INSTRUCTIONS TO FOLLOW: Everything in the listing below must be set down again exactly.
_ _ _ _ _
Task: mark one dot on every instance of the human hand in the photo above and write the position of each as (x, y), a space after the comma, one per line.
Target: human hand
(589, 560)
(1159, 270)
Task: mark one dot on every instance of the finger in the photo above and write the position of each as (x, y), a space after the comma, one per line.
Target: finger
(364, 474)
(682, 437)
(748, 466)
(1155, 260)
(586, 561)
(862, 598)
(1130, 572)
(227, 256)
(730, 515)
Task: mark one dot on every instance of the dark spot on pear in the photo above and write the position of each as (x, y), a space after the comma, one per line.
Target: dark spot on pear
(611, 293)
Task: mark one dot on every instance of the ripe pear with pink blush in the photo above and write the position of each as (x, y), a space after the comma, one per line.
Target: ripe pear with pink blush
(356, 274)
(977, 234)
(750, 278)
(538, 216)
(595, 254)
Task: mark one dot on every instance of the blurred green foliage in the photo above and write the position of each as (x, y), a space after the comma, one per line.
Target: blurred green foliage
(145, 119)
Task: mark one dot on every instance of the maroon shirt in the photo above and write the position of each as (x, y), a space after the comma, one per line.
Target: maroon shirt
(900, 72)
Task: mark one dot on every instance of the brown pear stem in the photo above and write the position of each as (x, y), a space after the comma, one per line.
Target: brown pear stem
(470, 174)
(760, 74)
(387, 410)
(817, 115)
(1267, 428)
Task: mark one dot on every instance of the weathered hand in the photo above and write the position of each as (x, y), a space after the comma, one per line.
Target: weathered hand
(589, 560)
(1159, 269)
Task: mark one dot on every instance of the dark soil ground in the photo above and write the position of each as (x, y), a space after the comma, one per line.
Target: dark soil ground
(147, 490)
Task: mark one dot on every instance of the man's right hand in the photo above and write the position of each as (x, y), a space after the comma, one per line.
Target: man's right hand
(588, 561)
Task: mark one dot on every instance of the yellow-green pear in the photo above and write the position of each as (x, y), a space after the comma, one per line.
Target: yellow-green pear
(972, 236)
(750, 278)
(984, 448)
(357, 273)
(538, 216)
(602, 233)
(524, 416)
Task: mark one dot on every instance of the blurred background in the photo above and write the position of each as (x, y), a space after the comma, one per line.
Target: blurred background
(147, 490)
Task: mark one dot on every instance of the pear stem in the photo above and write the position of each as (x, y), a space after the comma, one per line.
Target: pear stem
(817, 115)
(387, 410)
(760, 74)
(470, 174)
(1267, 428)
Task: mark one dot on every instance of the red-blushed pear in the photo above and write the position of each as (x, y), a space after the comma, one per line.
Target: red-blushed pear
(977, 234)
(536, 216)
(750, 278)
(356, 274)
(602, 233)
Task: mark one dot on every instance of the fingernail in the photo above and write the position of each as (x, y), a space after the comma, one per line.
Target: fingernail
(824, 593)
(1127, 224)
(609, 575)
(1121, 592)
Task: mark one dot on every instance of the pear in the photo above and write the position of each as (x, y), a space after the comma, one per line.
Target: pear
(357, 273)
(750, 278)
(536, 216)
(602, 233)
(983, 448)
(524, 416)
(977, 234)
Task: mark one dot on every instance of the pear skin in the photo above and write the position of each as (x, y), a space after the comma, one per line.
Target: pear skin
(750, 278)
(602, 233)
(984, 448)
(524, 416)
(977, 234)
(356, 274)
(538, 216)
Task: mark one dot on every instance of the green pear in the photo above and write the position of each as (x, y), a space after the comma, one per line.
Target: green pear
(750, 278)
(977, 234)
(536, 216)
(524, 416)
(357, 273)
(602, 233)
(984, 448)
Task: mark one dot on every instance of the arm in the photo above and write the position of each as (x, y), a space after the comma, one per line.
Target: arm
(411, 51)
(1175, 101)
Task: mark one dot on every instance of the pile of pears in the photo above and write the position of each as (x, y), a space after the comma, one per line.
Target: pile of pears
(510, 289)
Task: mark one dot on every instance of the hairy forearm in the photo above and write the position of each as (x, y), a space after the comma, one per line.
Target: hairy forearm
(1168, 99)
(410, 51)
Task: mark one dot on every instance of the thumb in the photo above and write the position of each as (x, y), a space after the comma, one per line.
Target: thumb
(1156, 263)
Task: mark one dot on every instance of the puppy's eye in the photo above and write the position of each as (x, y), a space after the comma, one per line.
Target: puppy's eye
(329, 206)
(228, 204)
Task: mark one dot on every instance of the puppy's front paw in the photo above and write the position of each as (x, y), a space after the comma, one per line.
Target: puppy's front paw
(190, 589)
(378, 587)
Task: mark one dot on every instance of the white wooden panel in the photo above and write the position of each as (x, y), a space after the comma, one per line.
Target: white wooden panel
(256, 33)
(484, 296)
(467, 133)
_ _ _ _ _
RESULT FOR THIS EXERCISE:
Task: mark one dot on every instance of the human hand in the photo above and write the position of each as (x, y), a space after the comma, one per line.
Target: human hand
(589, 560)
(1159, 270)
Task: mark one dot on every instance of the finger in the photo above and write the position of each as (x, y), a space after the comma, one per line.
Target: finger
(364, 474)
(682, 437)
(748, 466)
(1155, 260)
(586, 561)
(862, 598)
(1130, 572)
(227, 256)
(730, 515)
Task: mark one dot on every instance of the dark spot on pear in the photo above and write the position of each as (x, y), a space after the comma, one per line.
Target: dark spot on pear
(611, 293)
Task: mark one dot on every instance of the ripe pear with pink blush in the photo above and write the position of each as (x, y), a space after the comma, one per line.
Target: ripe pear with pink blush
(356, 274)
(977, 234)
(750, 278)
(538, 216)
(595, 254)
Task: mark one dot on every instance of the blurred green foliage in the photo above and write the position of each as (x, y), a space after the comma, one per line.
Target: blurred green foliage
(145, 119)
Task: mark one dot on every instance of the maroon shirt in the photo above and write the position of each as (x, y), a space after the comma, one per line.
Target: maroon shirt
(900, 72)
Task: mark one dot on every instance of the brown pear stem in the photo above and write the position of each as (x, y), a space after the comma, one per line.
Target: brown pear stem
(470, 174)
(760, 74)
(387, 410)
(817, 115)
(1267, 428)
Task: mark one dot on every instance of the weathered hand in the photo above and write the position of each as (x, y), a space after the comma, one per line.
Target: weathered hand
(589, 560)
(1159, 269)
Task: mark one dot on every instance of the dark soil ground in the photo above and write the position of each as (x, y), a space after the comma, one per line.
Target: dark soil ground
(147, 490)
Task: mark one dot on every instance of the man's right hand in the photo above and write the position of each as (x, y), a space after the comma, one per line.
Target: man's right hand
(588, 561)
Task: mark one dot on every instance of the yellow-green pear in the photo above and write the position of each as (x, y), a space after the comma, one per line.
Target: yellow-green pear
(972, 236)
(750, 278)
(984, 448)
(357, 273)
(538, 216)
(602, 233)
(524, 416)
Task: mark one dot on every instance of the blurred background in the photo above and write the position of each as (x, y), a space after the comma, one per line.
Target: blurred background
(147, 490)
Task: mark one dot on every instance of the pear stem in the photo above and write the position of each as (x, y), a space after the comma, one per line.
Target: pear stem
(817, 115)
(387, 410)
(760, 74)
(470, 174)
(1267, 428)
Task: mark one dot on every instance of the red-blushed pear in the photo above and write the position of each as (x, y), a space after the comma, one per line.
Target: red-blushed pear
(977, 234)
(536, 216)
(750, 278)
(356, 274)
(602, 233)
Task: mark one dot on every instance of the fingernail in the photo above and write the position of each as (x, y), a space after the comma, one per line.
Target: fingernail
(824, 593)
(1127, 224)
(609, 575)
(1121, 592)
Task: mark one dot on every instance of the pear in the photo above and write the position of each as (x, y), a space after the comma, one per line.
Target: pear
(357, 273)
(750, 278)
(536, 216)
(602, 233)
(983, 448)
(524, 416)
(977, 234)
Task: mark one dot on every instance of the pear skin in the photo above and write the position of each as (x, y), a space after the comma, one per line.
Target: pear skin
(750, 278)
(602, 233)
(984, 448)
(524, 416)
(977, 234)
(356, 274)
(538, 216)
Task: mark one dot on every instance of the green pear in the photo above and write the position of each as (x, y), a space after the comma, one per line.
Target: green pear
(750, 278)
(977, 234)
(536, 216)
(524, 416)
(357, 273)
(602, 233)
(984, 448)
Task: mark one dot on every instance of the arm in the photo above and write the position of each as (x, y), a space after the comma, one per line.
Target: arm
(411, 51)
(1175, 101)
Task: mark one dot on every instance of the pile of pears in the photo above and write the position of each as (x, y), a space after the comma, one per line.
Target: pile of pears
(510, 289)
Task: mark one dot on every instance of the hairy forearm in the photo above and write the position of each as (x, y), a space after the comma, one per line.
Target: hairy forearm
(1168, 99)
(410, 51)
Task: mark one dot on every instance of the thumb in the photo above and write the position of each as (x, y), a space after the comma, one per line.
Target: thumb
(1156, 263)
Task: mark one dot on every instance of the puppy's eye in the photo above and write the position of each as (x, y), a space after the comma, one per line.
Target: puppy's eye
(329, 206)
(228, 204)
Task: mark one dot on every instance of the puppy's front paw in the photo above and write the position of each as (x, y), a space after the comma, one per line.
Target: puppy's front paw
(190, 589)
(378, 587)
Task: mark one dot on every instance of the white wooden panel in the photo above and write the position of each as (x, y), a space after the comma, one per line.
Target: white wooden panel
(256, 33)
(484, 296)
(467, 133)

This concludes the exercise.